Atty. Gen. John Ashcroft has said that his office won't recognize Oregon's
Death With Dignity Act, which allows doctors to prescribe lethal drugs for
certain patients. Declaring that physician-assisted suicide "was not a
'legitimate medical purpose' for prescribing drugs," Ashcroft warned: "Any
doctor who prescribes such drugs, even one acting under all terms of the
Oregon law, can face revocation of his or her license."
On Tuesday, a federal judge in Oregon extended a court order that stops
Ashcroft from dismantling the law until the state can prepare arguments
defending it. Liberals, who revere medical paternalism, condemn Ashcroft's
move. Yet classic liberals and libertarians who respect the rule of law
should applaud it. "Decisions about when and how to die are best left to
patients ... not legislators," wrote Jerome Groopman of Harvard.
I agree and wish it were so. The truth is that psychiatrists routinely
prescribe involuntary "treatment" for patients whom they consider dangerous
to themselves. Physician-assisted suicide laws permit doctors to write
prescriptions for lethal drugs under certain circumstances. Supporters of
such laws misrepresent them as permitting patients to decide when they want
to die.

Material provided
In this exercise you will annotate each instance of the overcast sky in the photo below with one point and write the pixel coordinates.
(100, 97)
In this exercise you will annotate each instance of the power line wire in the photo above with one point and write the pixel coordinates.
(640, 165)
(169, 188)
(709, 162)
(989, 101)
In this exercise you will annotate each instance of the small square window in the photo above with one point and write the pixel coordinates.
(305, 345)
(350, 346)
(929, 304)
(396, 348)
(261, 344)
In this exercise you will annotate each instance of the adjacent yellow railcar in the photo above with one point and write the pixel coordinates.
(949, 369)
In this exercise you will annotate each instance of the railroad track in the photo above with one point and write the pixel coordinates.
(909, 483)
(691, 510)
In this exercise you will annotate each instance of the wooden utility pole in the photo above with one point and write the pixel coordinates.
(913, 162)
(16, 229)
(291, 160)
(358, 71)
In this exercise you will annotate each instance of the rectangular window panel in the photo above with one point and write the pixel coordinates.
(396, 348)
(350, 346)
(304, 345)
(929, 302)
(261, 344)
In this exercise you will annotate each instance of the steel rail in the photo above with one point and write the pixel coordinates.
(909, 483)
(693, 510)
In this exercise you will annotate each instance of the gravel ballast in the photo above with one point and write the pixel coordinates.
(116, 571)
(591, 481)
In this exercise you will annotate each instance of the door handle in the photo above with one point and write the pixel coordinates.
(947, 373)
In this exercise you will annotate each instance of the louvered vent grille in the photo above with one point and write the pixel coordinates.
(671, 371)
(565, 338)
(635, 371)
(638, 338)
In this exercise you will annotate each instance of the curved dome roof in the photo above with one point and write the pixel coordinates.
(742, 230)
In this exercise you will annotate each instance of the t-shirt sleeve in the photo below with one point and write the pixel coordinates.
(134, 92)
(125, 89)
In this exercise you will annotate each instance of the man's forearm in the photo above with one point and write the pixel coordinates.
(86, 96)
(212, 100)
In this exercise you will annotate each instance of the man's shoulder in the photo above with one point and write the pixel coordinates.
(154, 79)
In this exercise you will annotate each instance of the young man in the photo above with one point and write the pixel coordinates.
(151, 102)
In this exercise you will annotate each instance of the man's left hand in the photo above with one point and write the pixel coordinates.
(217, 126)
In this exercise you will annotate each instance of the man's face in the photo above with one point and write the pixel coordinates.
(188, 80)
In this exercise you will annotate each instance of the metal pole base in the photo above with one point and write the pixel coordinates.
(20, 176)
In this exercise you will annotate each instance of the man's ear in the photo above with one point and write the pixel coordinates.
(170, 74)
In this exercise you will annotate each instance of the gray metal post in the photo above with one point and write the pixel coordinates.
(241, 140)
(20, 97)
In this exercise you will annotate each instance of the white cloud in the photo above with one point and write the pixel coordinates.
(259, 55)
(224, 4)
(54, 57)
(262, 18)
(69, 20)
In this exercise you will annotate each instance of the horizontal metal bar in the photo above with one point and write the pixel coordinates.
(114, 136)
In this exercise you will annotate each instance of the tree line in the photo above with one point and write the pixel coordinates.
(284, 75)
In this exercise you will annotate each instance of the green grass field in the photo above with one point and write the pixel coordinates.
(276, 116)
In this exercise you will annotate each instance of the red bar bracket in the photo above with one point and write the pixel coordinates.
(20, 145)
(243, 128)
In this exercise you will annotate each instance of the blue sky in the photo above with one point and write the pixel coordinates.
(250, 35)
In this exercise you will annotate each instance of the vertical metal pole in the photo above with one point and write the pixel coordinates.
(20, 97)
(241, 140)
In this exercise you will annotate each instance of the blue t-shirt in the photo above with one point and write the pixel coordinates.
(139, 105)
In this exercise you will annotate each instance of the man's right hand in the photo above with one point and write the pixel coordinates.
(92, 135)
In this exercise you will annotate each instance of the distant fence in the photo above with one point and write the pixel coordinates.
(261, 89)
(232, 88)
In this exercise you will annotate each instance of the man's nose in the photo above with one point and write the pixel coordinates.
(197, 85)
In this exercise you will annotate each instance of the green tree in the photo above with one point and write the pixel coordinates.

Exercise requirements
1/ In the text on Oregon's Death With Dignity Act, what did a federal judge in Oregon do on Tuesday?
2/ Quote the text on Oregon's Death With Dignity Act between "On Tuesday, a" and "Groopman of Harvard.", inclusive.

Results by task
1/ The judge extended a court order that stops Ashcroft from dismantling the law until the state can prepare arguments defending it.

2/
On Tuesday, a federal judge in Oregon extended a court order that stops
Ashcroft from dismantling the law until the state can prepare arguments
defending it. Liberals, who revere medical paternalism, condemn Ashcroft's
move. Yet classic liberals and libertarians who respect the rule of law
should applaud it. "Decisions about when and how to die are best left to
patients ... not legislators," wrote Jerome Groopman of Harvard.